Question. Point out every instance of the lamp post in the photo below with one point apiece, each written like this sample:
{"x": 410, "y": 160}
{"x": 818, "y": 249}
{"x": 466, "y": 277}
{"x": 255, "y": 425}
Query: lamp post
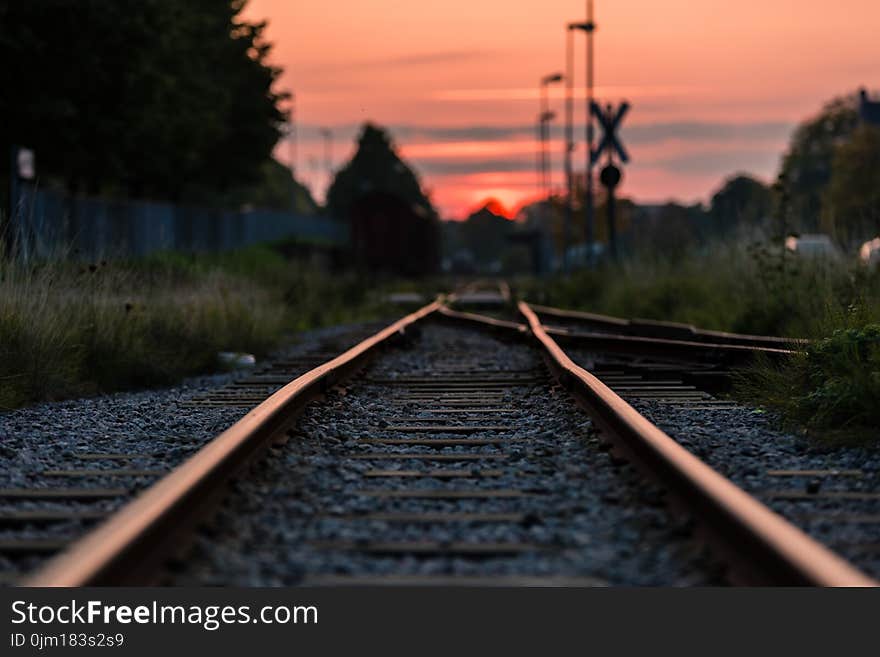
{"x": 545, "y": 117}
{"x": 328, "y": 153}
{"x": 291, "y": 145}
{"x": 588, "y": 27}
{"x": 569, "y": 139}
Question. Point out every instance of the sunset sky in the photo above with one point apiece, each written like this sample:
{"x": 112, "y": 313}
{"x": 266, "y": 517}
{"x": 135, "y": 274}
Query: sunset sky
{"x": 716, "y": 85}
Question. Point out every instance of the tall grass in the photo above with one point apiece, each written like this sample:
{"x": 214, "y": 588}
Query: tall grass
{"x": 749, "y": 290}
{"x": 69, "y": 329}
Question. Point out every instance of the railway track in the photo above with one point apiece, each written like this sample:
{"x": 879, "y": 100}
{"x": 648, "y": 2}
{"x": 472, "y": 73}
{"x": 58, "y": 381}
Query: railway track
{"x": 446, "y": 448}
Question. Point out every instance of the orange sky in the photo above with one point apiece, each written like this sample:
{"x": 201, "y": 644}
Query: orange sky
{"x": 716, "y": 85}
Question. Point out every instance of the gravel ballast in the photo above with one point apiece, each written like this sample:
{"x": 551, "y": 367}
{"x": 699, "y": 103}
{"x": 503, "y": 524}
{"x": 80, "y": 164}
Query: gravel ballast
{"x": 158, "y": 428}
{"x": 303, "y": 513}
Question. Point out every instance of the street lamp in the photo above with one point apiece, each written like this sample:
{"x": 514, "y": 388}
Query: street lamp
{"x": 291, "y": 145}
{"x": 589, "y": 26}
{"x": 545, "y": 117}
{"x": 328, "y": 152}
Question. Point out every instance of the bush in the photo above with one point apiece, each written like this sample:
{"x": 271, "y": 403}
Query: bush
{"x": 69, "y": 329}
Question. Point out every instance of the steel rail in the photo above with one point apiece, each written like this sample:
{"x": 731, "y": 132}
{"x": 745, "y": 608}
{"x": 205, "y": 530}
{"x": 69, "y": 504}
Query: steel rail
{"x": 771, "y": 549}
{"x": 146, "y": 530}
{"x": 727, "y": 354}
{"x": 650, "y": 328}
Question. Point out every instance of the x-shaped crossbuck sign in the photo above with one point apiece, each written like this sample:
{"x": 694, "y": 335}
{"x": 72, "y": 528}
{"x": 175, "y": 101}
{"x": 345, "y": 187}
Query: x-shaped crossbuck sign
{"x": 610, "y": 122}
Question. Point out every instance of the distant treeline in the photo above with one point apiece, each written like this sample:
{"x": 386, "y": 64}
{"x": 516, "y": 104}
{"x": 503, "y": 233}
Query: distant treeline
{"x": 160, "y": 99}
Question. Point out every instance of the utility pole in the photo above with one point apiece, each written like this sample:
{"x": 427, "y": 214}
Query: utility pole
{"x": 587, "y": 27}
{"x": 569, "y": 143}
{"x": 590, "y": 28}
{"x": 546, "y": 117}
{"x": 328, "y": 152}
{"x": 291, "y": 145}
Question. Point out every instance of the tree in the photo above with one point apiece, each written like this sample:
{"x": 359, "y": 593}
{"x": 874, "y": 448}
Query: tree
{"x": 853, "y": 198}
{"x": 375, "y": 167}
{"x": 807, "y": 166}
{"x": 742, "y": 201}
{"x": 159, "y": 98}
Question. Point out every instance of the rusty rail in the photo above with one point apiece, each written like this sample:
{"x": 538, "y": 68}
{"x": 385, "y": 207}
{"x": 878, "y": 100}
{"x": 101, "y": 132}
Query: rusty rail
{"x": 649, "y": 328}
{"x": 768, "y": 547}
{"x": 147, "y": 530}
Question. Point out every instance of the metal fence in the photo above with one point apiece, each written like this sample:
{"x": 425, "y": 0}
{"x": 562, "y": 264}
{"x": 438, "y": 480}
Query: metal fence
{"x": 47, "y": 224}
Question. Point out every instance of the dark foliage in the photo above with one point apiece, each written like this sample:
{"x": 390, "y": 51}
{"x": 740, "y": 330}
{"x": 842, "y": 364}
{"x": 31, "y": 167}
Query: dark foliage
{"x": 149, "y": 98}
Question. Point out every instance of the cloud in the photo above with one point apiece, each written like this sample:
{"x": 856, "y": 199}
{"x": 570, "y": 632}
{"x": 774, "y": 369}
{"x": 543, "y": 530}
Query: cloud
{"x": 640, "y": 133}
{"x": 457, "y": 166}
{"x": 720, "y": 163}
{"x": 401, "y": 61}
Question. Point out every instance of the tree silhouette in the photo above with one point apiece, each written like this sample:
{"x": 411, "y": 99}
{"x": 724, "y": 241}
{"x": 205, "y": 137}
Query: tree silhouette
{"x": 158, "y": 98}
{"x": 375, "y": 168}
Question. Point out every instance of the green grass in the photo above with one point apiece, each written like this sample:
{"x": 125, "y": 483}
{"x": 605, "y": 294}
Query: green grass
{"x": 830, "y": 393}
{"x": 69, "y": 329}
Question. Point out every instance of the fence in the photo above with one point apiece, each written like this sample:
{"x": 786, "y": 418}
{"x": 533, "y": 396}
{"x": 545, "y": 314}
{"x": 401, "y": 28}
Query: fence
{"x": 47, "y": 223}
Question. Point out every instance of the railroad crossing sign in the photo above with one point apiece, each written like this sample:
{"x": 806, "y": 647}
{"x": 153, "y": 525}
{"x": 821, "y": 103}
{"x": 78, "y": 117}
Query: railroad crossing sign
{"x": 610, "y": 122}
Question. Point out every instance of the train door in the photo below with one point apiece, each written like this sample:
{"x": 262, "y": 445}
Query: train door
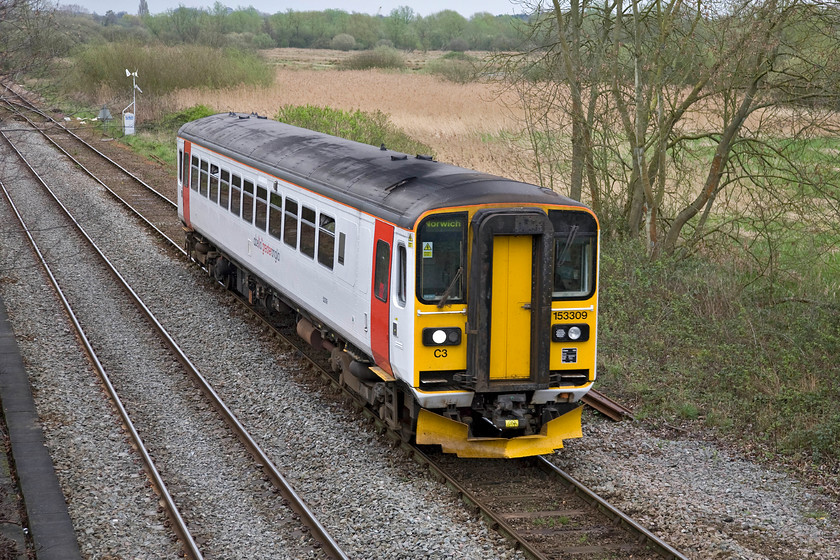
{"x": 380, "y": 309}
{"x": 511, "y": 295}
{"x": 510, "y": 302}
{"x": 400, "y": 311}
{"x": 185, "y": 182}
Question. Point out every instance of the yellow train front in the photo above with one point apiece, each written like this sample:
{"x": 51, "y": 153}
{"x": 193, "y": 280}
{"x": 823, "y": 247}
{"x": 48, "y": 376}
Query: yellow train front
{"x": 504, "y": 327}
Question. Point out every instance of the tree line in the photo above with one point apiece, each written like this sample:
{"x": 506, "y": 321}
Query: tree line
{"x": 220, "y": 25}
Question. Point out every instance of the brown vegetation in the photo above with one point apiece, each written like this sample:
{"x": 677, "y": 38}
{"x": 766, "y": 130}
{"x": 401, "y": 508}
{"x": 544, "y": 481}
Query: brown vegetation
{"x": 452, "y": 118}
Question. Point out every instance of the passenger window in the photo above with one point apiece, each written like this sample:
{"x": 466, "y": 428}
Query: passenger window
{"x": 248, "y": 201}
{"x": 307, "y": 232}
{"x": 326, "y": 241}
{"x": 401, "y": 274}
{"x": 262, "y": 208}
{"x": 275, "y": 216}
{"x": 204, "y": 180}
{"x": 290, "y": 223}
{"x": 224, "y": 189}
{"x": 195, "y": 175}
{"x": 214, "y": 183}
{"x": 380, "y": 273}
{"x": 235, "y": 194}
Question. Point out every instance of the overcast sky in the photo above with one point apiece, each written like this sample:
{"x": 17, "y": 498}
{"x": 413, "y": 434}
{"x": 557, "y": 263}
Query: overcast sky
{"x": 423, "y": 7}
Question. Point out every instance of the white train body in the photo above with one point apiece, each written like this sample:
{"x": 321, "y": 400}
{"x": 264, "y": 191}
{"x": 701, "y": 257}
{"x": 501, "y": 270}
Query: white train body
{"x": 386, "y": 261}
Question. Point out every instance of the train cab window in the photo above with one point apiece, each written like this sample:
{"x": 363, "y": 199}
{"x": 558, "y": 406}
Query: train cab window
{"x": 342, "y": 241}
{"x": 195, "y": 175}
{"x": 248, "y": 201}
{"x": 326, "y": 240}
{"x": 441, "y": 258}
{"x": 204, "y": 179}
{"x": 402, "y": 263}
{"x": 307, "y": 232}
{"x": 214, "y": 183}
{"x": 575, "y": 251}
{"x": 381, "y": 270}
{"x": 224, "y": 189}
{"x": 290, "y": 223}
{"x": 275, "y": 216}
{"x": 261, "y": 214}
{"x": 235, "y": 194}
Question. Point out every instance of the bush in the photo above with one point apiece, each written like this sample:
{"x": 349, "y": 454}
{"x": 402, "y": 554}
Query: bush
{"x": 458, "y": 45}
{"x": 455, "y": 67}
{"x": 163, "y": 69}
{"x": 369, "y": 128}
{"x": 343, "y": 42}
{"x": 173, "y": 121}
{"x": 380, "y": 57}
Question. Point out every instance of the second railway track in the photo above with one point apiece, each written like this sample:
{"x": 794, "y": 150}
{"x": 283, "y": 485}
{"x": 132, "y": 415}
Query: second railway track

_Your goal_.
Find and copy each line above that includes the string "below".

_Solution to this exercise_.
Question. Point out every instance of the lamp post in the photo below with one point apiece, each written like this sample:
Question. Point out every instance of the train door in the photo below with one point apiece, each written like this sample:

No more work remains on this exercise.